Stated exercise: Below you will find a set of lines. Repeat them all exactly.
■ ■ ■ ■
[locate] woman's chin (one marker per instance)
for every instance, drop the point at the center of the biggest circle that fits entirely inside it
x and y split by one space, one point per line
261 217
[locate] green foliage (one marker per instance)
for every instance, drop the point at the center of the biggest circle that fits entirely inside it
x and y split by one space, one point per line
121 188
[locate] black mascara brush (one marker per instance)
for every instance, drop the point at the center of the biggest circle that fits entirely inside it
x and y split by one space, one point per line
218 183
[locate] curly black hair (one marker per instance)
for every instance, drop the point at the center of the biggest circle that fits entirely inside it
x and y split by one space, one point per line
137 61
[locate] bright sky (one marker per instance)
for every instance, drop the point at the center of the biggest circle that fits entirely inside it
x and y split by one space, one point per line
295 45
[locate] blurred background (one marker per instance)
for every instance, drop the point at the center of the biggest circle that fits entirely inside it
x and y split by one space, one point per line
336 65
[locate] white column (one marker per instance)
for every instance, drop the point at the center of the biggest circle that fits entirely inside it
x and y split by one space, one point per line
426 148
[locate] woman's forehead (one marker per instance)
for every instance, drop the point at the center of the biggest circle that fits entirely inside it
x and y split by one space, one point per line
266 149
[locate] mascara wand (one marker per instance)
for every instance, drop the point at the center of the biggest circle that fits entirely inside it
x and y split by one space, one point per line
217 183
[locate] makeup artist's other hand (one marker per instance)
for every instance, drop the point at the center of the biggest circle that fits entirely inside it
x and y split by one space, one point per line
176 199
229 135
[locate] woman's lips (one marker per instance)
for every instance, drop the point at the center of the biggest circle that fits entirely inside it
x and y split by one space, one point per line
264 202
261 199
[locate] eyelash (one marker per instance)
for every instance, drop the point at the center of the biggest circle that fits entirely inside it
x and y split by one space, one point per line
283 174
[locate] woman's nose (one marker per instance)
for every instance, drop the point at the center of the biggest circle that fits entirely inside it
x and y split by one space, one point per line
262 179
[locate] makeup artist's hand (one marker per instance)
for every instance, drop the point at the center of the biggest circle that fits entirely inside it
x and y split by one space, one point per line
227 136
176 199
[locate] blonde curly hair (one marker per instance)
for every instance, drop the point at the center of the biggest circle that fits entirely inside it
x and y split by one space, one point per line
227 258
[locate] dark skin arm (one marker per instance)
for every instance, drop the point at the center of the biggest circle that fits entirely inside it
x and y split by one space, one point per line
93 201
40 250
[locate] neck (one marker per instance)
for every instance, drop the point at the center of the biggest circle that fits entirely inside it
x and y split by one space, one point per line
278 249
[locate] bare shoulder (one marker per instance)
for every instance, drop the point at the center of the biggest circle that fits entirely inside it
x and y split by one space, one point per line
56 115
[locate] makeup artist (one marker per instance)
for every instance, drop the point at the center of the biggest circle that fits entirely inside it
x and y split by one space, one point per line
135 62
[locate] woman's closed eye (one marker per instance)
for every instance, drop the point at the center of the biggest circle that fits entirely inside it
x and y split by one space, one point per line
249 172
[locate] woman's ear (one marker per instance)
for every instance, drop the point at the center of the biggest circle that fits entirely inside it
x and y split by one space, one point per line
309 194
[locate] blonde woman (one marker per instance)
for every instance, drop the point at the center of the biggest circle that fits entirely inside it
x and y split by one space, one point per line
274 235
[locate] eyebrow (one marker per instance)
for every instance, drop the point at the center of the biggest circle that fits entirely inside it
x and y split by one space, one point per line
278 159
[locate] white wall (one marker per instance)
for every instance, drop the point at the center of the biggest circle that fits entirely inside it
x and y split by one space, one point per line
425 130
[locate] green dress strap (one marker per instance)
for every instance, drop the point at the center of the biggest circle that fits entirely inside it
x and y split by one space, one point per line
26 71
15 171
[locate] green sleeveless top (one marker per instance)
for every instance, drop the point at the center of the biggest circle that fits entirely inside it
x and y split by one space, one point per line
■ ■ ■ ■
The output:
[locate] woman's chin (one marker per instance)
for every instance, drop the point at the center of the biggest circle that fits entirely inside it
x and y split by one space, one point per line
261 217
[locate] green foliage (one marker per instance)
for every instance, drop the point at the center of the biggest circle that fits entirely inside it
x and y split by one space, one point per line
121 188
[locate] black mascara brush (one marker per instance)
for every instance, drop the point at the center of the biggest circle that fits entirely inside it
x and y split by one space, one point per line
218 183
[locate] curly black hair (one marker per instance)
for every instance, drop the point at the center of the biggest circle that fits entirely inside it
x and y split by one space, one point per line
137 61
[locate] bright sky (one marker per instance)
for every instance, drop the point at the center of the biggest circle that fits entirely inside it
x and y split by one space, one point per line
295 45
[locate] blurred background (one marker per instance)
for every instance, drop the point at the center of the biggest circle that fits entirely inside it
x and y split by one space, one point per line
336 65
[locate] white column (one marker per instance)
for every instance, drop the point at the center of the biggest circle that fits entirely inside it
x and y split by one space, one point per line
426 148
[locate] woman's forehead (one marker per instance)
for every instance, drop the point at the center of the biggest circle that fits entirely inside it
x and y split by one space, one point per line
266 149
[locate] mascara wand (one marker per instance)
for every instance, drop the point at the center of the biggest circle that fits entirely inside it
x and y split by one space, one point per line
217 183
[locate] makeup artist's other hand (one marker per instance)
for every instance, drop the point at the center of the biggest circle that fits entirely inside it
x and y split by one space, one point per line
176 199
229 135
[locate] woman's lips (one marker per instance)
for every instance, drop the point at the center of the biggest circle that fits entirely inside it
x and y split by one space, one point per line
264 202
261 199
[locate] eyelash (one marker per instance)
for every instance, drop the point at the center of the biggest circle that fits entirely inside it
x and y split by one space, one point per line
283 174
[locate] woman's nose (one marker per instance)
for every instance, drop the point at the center of the biggest circle that fits entirely inside it
x and y split by one space, one point per line
262 179
[locate] makeup artist's hand (one marker per instance)
for every instance, drop the point at the center of the biggest circle that fits entirely inside it
x and y split by one space, one point per line
227 136
176 199
[locate] blonde curly hair (one marker per instance)
for every instance, drop the point at the center of the biggest circle that fits entirely inside it
x and y split by one space, one point per line
227 258
[locate] dark skin arm (one marker per instance)
for every instance, drop the point at the center of the biggest circle that fits entirely inside it
x and y split by one space, one point per line
93 201
40 250
[locate] neck (one marker per instance)
for every instance, drop the point at the center of the biggest circle that fits entirely inside it
x and y split by one space, one point per line
278 249
[locate] bare shoulder (one marker per instance)
for every instance, drop the point at the center of the biggest circle that fits entirely inside it
x and y split by one space, one point per line
56 115
[locate] makeup artist (one marker per instance)
for every instance, drop the point at the center of the biggest circle that fits entirely inside it
x and y split by one space, one point per line
135 62
[locate] woman's closed eye (one marker per instance)
for every instance, drop the point at the center of the biggest circle that fits entirely inside it
x and y split by one space, one point per line
249 172
[locate] woman's ear (one marker per instance)
for every instance, drop the point at the center of the biggest circle that fits entirely inside it
x and y split by one space, one point per line
309 194
[locate] blonde woman (one marker per instance)
for every instance, drop the point at the center of the biggest circle that fits entirely inside it
x and y split by one space, one point per line
274 235
[locate] eyebrow (one marker per instance)
for every instance, drop the point at the center of the biggest circle that fits entirely inside it
x and y split by one space, one point per line
278 159
[locate] white wall (one marker per instance)
for every instance, drop the point at the center of the biggest circle that fits entirely inside it
x and y split by one space, one point per line
425 130
[locate] green dress strap (one marker per instance)
for every instance, drop the point at the center of the biggest circle that fits entirely inside it
x and y split by one space, one point per line
26 71
15 171
[locate] green sleeveless top (one marker per instance)
for every instance, drop the point at the center of the biggest circle that fits entirely inside it
x and y split by one space, one point per line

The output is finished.